Indian Marathi poet (1890–1918)

Trimbak Bapuji Thombre (IAST:Trimbak Bāpūji Thombare; 13 August 1890 – 5 May 1918), (known popularly as Balkavi or Balkavi Thombre), was a Marathi language poet from Jalgaon district of Maharashtra, India.

==Biography==
Balkavi was born on 13 August 1889 in a Marathi Deshastha Brahmin family to Bapurao Devaram Thombre and Godatai in patonda near Dharangaon village in Khandesh district of Bombay Presidency in British India. His father was employed in police department. Due to frequent shuffling of postings of his father his education suffered a lot. Balkavi had an elder sister and also had an older and younger brother. Due to his father's job he spent his childhood in Jamner, Yawal, Betawad, Erandol towns of Jalgaon district. Till he went in fourth class he was not involved in poetry writing, in the fourth class he first time read the poems of Sridhar Mahipat.

When Balkavi was 14 years old he traveled Kashmir, Aagra and Mathura with poet R. Vaidya. Balkavi's first ever poem was published at Erandol's Dasha kal weekly magazine, title as Mulans upadesh. When he was 17 he presented his poem in front of large audience at first ever poetic assembly of Maharashtra at Jalgaon. At this very gathering Kanhoba Ranchoddas Kirtikar bestowed him by Balkavi title.

He spent a period of his childhood with writer and poet Narayan Tilak, a Marathi poet from the Konkan region of the Bombay Presidency in British Raj and a convert to Christianity. Narayan Tilak identified the talent within Tryambak and brought him to his home. Laxmibai Tilak had a motherly relationship with Balkavi. She mentioned some of her memories of Balkavi in her autobiography 'Smruti Chitre'.

==Notable work==

Balkavi's poems are marked by exuberant language. Notable works include:
- Phulrani (फुलराणी)
- Audumber (औदुंबर)
- Shraavan-Maasii Harshh Maanasii (श्रावण मासी हर्ष मानसी)
- Anandi anand Gade, jikade tikade chohikade (आनंदी आनंद गड़े जिकडे तिकडे चौहीकडे)

== Legacy ==
Balkavi's poems were incorporated in Balbharati school text books.

» PROBLEMS AND TASKS:
1. In the text about Balkavi, who gave him the title Balkavi?
2. Rewrite the paragraph of the Balkavi text that begins "When Balkavi was 14 years old" as a short bulleted list that keeps its main facts.
3. Return the part of the Balkavi text from "Indian Marathi poet" to "of Maharashtra, India.", copied word for word.

[Collected data]
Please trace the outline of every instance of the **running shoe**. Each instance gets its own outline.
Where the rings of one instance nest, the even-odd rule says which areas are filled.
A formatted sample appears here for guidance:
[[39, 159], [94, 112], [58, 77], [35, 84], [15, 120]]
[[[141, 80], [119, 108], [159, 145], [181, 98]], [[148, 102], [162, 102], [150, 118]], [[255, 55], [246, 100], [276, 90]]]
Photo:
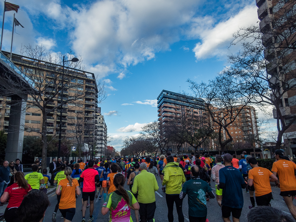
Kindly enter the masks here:
[[57, 221], [57, 213], [54, 212], [52, 213], [52, 222], [55, 222]]

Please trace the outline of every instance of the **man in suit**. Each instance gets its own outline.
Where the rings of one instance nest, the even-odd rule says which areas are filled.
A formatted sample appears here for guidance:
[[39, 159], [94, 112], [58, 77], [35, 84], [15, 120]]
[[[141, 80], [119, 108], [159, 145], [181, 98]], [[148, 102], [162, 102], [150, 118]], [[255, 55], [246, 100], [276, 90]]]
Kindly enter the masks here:
[[50, 186], [53, 186], [54, 185], [53, 178], [54, 178], [54, 174], [53, 173], [53, 171], [57, 168], [57, 165], [56, 165], [56, 160], [55, 158], [52, 159], [52, 162], [49, 164], [49, 173], [51, 173], [51, 179], [50, 180]]

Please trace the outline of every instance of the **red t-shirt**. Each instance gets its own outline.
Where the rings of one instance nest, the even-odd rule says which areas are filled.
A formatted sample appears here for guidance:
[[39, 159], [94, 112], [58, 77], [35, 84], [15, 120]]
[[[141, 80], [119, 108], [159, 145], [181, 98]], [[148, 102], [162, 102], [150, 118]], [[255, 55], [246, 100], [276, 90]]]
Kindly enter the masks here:
[[24, 197], [27, 195], [29, 191], [31, 189], [31, 186], [28, 184], [29, 188], [24, 189], [19, 187], [17, 184], [15, 183], [5, 189], [4, 192], [8, 192], [9, 195], [9, 202], [7, 207], [18, 207], [22, 203]]
[[89, 168], [82, 172], [81, 177], [83, 178], [83, 192], [93, 192], [96, 190], [95, 178], [99, 173], [93, 169]]

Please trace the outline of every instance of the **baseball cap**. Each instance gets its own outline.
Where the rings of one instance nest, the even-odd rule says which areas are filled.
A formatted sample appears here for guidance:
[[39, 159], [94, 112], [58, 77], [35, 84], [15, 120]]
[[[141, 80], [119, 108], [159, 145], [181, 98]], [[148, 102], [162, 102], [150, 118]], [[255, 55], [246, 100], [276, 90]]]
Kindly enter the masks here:
[[233, 157], [231, 155], [231, 154], [229, 153], [226, 153], [224, 155], [223, 158], [226, 162], [231, 162], [232, 160]]
[[275, 152], [274, 154], [276, 155], [279, 155], [280, 157], [282, 158], [284, 158], [284, 152], [283, 151], [282, 149], [277, 149], [276, 150], [276, 152]]

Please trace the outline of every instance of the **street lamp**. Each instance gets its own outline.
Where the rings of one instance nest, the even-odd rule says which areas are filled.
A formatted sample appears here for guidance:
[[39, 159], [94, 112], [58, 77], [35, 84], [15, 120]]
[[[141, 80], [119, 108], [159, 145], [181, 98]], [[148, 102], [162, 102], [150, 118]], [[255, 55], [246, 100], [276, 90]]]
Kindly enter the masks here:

» RESPONSES TO THE TASKS:
1. Kanhoba Ranchoddas Kirtikar

2.
- At 14, Balkavi traveled to Kashmir, Aagra and Mathura with poet R. Vaidya.
- His first poem, Mulans upadesh, was published in Erandol's Dasha kal weekly magazine.
- At 17, he presented a poem to a large audience at Maharashtra's first poetic assembly, in Jalgaon.
- At that gathering, Kanhoba Ranchoddas Kirtikar gave him the title Balkavi.

3.
Indian Marathi poet (1890–1918)

Trimbak Bapuji Thombre (IAST:Trimbak Bāpūji Thombare; 13 August 1890 – 5 May 1918), (known popularly as Balkavi or Balkavi Thombre), was a Marathi language poet from Jalgaon district of Maharashtra, India.